## REQUEST A
List every line of the listing that contains the string "blade". Case counts.

[Start of TEXT TO READ]

Generally in an interview before you've received an offer, your overriding priority is making yourself look like an appealing candidate, and so bringing up points that will present a difficulty for your employer may not be so wise. Trying to negotiate a point like this will at best put your interviewer in an uncomfortable spot (since they are almost certainly in no position to commit on a point like this) and at worse come off as arrogant. I think it would be reasonable to ask if they can put you in touch with a staff person who can explain how visas are usually dealt with (it is probably not wise to try to look this person up beforehand separately).

After you have an offer, then you are in a better position to make requests, though honestly, most postdoc positions are pretty much "take-it-or-leave-it." Visas (as opposed to salary or research funds) are even trickier since they are not usually handled by the department, and have legal constraints that most of the parties involved understand poorly. You can try, but I wouldn't have a lot of optimism you will get them to do things differently than they would have.


Several suggestions:

  • First you want to get them to tell you what their take is on the whole visa situation. That is, don't ask for anything or even tell them what kind of visa situation you would like to achieve before they've described the "possibility space" to you (or made an offer without talking about visas at all).

  • Either before the interview or after the offer, figure out who is in charge of administrative affairs at the department/group you're interviewing at, call them up, tell them you're about to interview, and ask them, rather the professor whose time is better spent on academic affairs, what's it like for post-doc's with respect to work visas. It's an innocuous question and they are likely to answer it. I personally think it's ok to do so before the interview already, but if you want to be more cautious, then wait even with that.

[End of TEXT TO READ]

## REQUEST B
Decide whether each statement below agrees with the advice on raising visa questions. For each, answer yes or no and quote the deciding words of that text. (i) The writer recommends looking up the visa staff person separately before the interview. (ii) Visas are usually handled by the department. (iii) The writer considers it acceptable to call the administrative contact before the interview.

[Start of DATA PROVIDED]

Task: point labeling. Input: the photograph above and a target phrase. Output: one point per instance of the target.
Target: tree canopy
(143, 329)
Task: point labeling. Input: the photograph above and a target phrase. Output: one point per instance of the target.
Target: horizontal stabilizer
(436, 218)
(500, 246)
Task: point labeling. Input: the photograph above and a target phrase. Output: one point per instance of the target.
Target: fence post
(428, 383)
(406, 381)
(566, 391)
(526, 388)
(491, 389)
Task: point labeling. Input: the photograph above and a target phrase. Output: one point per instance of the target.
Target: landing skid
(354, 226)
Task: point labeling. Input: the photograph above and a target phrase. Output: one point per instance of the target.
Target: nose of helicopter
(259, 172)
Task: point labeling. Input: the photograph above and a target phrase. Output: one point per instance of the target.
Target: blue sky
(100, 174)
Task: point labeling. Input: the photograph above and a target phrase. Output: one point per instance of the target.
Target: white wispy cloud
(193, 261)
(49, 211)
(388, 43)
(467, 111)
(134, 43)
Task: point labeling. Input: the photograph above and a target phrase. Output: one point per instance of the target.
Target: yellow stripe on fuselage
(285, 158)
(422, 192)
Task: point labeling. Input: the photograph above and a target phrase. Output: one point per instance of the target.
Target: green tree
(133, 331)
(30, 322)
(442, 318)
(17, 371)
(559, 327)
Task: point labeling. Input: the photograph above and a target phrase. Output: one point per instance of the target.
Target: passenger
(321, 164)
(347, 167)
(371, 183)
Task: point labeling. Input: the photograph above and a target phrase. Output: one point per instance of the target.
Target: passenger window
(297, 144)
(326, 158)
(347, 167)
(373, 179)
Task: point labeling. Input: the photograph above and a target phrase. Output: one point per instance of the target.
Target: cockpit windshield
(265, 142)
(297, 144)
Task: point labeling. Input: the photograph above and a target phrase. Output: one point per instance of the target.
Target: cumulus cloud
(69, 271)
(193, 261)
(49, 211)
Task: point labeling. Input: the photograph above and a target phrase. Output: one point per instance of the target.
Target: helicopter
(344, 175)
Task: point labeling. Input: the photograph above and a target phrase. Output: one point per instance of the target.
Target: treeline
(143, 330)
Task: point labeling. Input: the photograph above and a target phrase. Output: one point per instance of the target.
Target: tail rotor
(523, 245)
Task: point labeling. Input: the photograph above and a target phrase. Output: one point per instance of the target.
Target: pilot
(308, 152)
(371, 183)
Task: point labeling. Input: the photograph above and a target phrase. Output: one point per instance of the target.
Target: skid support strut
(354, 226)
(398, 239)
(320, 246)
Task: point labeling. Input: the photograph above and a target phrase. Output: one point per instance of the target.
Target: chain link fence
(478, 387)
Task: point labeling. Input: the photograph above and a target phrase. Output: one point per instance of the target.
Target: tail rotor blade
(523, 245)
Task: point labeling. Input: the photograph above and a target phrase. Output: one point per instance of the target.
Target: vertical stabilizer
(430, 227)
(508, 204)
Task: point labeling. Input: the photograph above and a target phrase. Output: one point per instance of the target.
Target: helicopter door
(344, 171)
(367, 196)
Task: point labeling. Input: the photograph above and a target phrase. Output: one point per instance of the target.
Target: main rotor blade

[End of DATA PROVIDED]

## OUTPUT A
Target: tail rotor blade
Target: main rotor blade

## OUTPUT B
(i) No: "it is probably not wise to try to look this person up beforehand separately"
(ii) No: "they are not usually handled by the department"
(iii) Yes: "I personally think it's ok to do so before the interview already"